Seçilen metin:
------------------------------------------------------------

Soranlara söyleyin. Taviz vererek yaşadılar. Taviz vererek öldüler…
Taviz verme merakı, tüm olumlu şeyleri helak eden bir ruh hastalığıdır. Diyet uygulayan bir birey için misafirlikte gelen ikramlarla verilen taviz, tüm bir diyet sürecini bitirebilir. On yıl sigara kullanmayan bir bireyin, bir daldan bir şey olmaz düşüncesi ile içtiği bir sigara, tekrar bağımlı olmasına sebep olabilir. Düzenli alınması gereken bir ilacın ihmal edilmesi, hastalığın tekrar nüksetmesine sebep olabilir. Bir dostun tolere edilen bir hatası, daha büyük hatalar yapmasına vesile olabilir. Bir çalışana verilen bir taviz, iş yerinin düzeninin altüst olmasını sağlayabilir. Bir öğrenciye verilen bir taviz, eğitim hayatının bitmesi ile sonuçlanabilir. Kurallar konusunda taviz veren ebeveynler, ahlaksız bir toplum meydana getirebilir. Bir liderin, yanlış yerde ve yanlış zamanda verdiği bir taviz, devletler yıkabilir. Taviz vermek, ertelemek, umursamamak acilen önlem alınması gereken karakter hastalıklardır.
Tavizkârın dini
Günlük hayatında her konuda rahatlıkla tavizler verebilen, tavizkâr bir bireyin benimseyebileceği tek inanç/ideoloji agnostisizm olabilir. Agnostisizmin hiçbir doğrusu yanlışı yoktur. Sözde şüpheci yaklaştıkları için, kesin yargılardan kaçındıklarını iddia ederler. Hâlbuki tek doğruları canlarının istediği şeydir ve bu doğrultuda her şeyden taviz vermekte özgürdürler. Yani düşünebilen bir hayvan gibi(!). Hatta bu tavizkâr tutumları sayesinde modern literatürde sadece içgüdüsü ile hareket eden normal hayvanlardan daha aşağılık, daha pis bir hayat sürebilme hüviyetine de sahiptirler. Biz tavizsiz, tutucu, gerici, yobaz Müslümanlar bu duruma "esfel-i sâfilin" deriz. Aslında ateist ve deistlerin de tek tanrıları kendi keyiflerinin kahyasıdır. Ancak görüntüde yine bazı kaidelere, çizgilere sahip oldukları için onları saymadık.

------------------------------------------------------------

Gösterilen veriler:
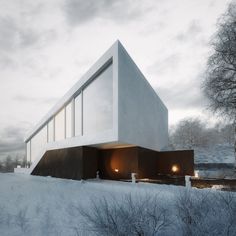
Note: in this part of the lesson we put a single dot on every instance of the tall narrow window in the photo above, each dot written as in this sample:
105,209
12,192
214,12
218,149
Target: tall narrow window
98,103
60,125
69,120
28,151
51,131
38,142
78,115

------------------------------------------------------------

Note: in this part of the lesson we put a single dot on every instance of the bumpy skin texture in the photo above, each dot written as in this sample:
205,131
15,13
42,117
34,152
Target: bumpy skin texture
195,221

------------------------------------------------------------

Alıştırma: Taviz üzerine yazılan metinde "Tavizkârın dini" ifadesinden "için onları saymadık." ifadesine kadar her şeyi, "modern literatürde" yerine "çağdaş literatürde" koyarak yeniden yazın. Satırların metinle hiçbir ilgisi yoktur.

Çözüm:
Tavizkârın dini
Günlük hayatında her konuda rahatlıkla tavizler verebilen, tavizkâr bir bireyin benimseyebileceği tek inanç/ideoloji agnostisizm olabilir. Agnostisizmin hiçbir doğrusu yanlışı yoktur. Sözde şüpheci yaklaştıkları için, kesin yargılardan kaçındıklarını iddia ederler. Hâlbuki tek doğruları canlarının istediği şeydir ve bu doğrultuda her şeyden taviz vermekte özgürdürler. Yani düşünebilen bir hayvan gibi(!). Hatta bu tavizkâr tutumları sayesinde çağdaş literatürde sadece içgüdüsü ile hareket eden normal hayvanlardan daha aşağılık, daha pis bir hayat sürebilme hüviyetine de sahiptirler. Biz tavizsiz, tutucu, gerici, yobaz Müslümanlar bu duruma "esfel-i sâfilin" deriz. Aslında ateist ve deistlerin de tek tanrıları kendi keyiflerinin kahyasıdır. Ancak görüntüde yine bazı kaidelere, çizgilere sahip oldukları için onları saymadık.